--- Requirements ---
**1.** According to the meta-analysis text, how many separate tests of the hypothesis did the studies found report?
**2.** Reproduce the listing word for word, starting with the line that contains "Please tag the door" and going on through the line that contains "column 107, row 103".

--- Quoted text ---
-- START --
An examination of the results of the chosen experiments reveals a
consistent effect of sentence context. In nearly every study, the contextually
appropriate meaning shows greater facilitation immediately following the
ambiguous word, though the effect is rarely significant. The meta-analysis
shows the effect to be significant across experiments thereby supporting the
Biased Activation account of lexical access. This result lends support to the
interactive account of language processing.
Method
Studies
The psychological literature was searched for experimental tests of the
Independent Access hypothesis. Psychological Abstracts was searched for
relevant articles and dissertations, and Social Science Citations was searched
for references to two early studies: Swinney (1979) and Onifer and Swinney
(1981). Seven studies were found that used priming, semantic contexts, and
tested the hypothesis after no delay between the ambiguous word and the
target word (footnote 1). Among these studies, 18 separate tests of the
hypothesis were reported.
A common problem for meta-analysis is that studies that do not find
significant effects may not be published. Hence, a meta-analysis is typically
biased toward positive effects. This is known at the "file drawer problem".
However, this bias may not operate here. In the literature on lexical access,
Independent Access, the null hypothesis, has been a well established result,
so null effects can be reported with confidence as replications of this result. It is unlikely, therefore, that a nonsignificant effect would preclude
publication.
The procedure followed in each experiment was similar. In most
studies, the subject listened to sentences presented over a pair of head
phones. Following the ambiguous word, a visual lexical decision or naming
task would occur. For lexical decision, a word or nonword string was
displayed on a screen in front of the subject. The subject responded yes if
it were a word and no if it were not a word. For the naming task, a word was
displayed, and the subject read the word aloud. The time taken to respond in
either task was recorded.
In three experiments, however, both the sentences and the targets
were presented visually (Kintsch & Mross, 1985: experiments 2 and 3; Van
Petten & Kutas, 1987: experiment 1). Each sentence was displayed one word
at a time in the center of the screen. Following the ambiguous word, a target
was presented in the same location, flanked by rows of asterisks. The
presentation rate for the sentence contexts varied between experiments. The
effect of this procedural manipulation will be discussed later.
The materials were less similar across studies. The materials typically
consisted of a set of individual sentences ending in an ambiguous word and a
set of target words for each sentence: one related to each meaning of the
ambiguous word, and perhaps several control words. Other studies presented
the sentences in paragraph form, or embedded the ambiguous word in the
middle of a sentence.
-- END --
Coordinate annotation records
-- START --
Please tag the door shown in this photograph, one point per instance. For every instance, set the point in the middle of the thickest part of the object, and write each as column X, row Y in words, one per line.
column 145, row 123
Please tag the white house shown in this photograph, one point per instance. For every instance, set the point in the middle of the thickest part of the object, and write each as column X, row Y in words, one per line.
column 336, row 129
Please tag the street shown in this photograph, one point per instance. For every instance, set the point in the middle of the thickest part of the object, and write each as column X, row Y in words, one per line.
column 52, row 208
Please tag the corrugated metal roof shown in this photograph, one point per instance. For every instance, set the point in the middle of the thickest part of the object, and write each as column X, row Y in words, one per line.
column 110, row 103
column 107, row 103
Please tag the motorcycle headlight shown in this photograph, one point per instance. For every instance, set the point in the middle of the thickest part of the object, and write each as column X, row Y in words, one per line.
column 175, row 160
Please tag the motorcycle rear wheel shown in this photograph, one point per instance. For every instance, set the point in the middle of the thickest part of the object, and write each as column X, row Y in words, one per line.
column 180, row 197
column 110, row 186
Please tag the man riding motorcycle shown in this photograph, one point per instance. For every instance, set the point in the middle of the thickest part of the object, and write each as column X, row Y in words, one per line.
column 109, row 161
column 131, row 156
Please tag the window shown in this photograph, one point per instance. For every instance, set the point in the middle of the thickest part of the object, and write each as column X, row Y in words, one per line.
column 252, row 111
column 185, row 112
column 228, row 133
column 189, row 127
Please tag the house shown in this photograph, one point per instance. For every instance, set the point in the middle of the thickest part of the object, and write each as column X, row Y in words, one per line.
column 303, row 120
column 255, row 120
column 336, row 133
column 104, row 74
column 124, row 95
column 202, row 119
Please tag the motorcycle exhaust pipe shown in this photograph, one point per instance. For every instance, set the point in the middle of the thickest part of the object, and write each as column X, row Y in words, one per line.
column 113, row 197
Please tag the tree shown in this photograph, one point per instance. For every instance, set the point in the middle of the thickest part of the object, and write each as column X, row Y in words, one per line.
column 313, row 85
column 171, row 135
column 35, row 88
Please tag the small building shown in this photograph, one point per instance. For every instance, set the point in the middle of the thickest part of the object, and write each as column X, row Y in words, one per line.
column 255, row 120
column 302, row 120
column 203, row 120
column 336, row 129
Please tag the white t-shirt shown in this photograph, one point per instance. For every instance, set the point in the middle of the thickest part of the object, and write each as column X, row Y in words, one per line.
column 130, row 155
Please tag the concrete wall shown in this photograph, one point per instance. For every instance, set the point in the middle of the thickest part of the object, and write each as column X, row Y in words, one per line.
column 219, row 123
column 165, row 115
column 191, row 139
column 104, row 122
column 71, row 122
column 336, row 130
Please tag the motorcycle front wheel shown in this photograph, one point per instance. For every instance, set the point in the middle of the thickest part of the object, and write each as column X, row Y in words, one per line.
-- END --
-- START --
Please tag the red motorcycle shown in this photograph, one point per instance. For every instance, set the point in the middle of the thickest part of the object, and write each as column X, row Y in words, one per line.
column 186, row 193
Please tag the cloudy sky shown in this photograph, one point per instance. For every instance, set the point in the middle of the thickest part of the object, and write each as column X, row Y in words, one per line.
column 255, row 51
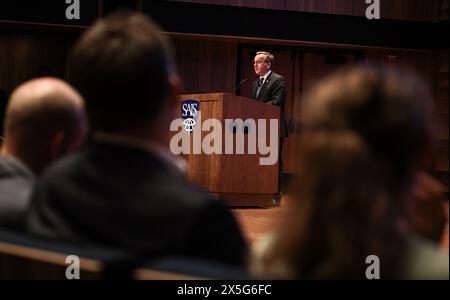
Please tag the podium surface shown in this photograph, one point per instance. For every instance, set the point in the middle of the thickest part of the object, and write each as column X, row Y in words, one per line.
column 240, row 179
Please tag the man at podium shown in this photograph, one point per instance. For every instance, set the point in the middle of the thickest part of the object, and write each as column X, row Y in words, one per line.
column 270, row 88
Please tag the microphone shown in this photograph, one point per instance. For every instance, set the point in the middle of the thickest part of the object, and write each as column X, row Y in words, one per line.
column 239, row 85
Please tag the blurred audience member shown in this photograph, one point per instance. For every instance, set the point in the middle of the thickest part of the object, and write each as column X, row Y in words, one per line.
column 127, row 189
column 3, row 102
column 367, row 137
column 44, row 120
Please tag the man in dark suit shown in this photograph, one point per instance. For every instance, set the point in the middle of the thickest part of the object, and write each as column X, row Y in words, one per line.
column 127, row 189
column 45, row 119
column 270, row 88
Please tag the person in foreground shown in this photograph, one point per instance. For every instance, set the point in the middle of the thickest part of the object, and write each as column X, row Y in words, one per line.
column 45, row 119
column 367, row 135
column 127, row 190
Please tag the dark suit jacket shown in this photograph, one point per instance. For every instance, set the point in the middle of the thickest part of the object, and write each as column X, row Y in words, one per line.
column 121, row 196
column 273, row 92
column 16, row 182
-- END --
--- The answers ---
**1.** 18

**2.**
Please tag the door shown in this photograph, one point per instance. For every instance, set the point in the middle of the thickest part of the object, and write each as column X, row Y in words, one per line.
column 145, row 123
Please tag the white house shown in this photograph, one point per instance. For every instance, set the point in the middle of the thickest part of the object, and write each as column X, row Y in words, one per line.
column 336, row 129
Please tag the street shown in this photograph, one point per instance. For every instance, set the point in the middle of the thickest part of the object, and write each as column X, row Y in words, one per line.
column 52, row 208
Please tag the corrugated metal roof shown in this photograph, one point per instance. For every instance, set the point in the middle of the thickest part of the object, and write each as column X, row Y in words, one per line.
column 110, row 103
column 107, row 103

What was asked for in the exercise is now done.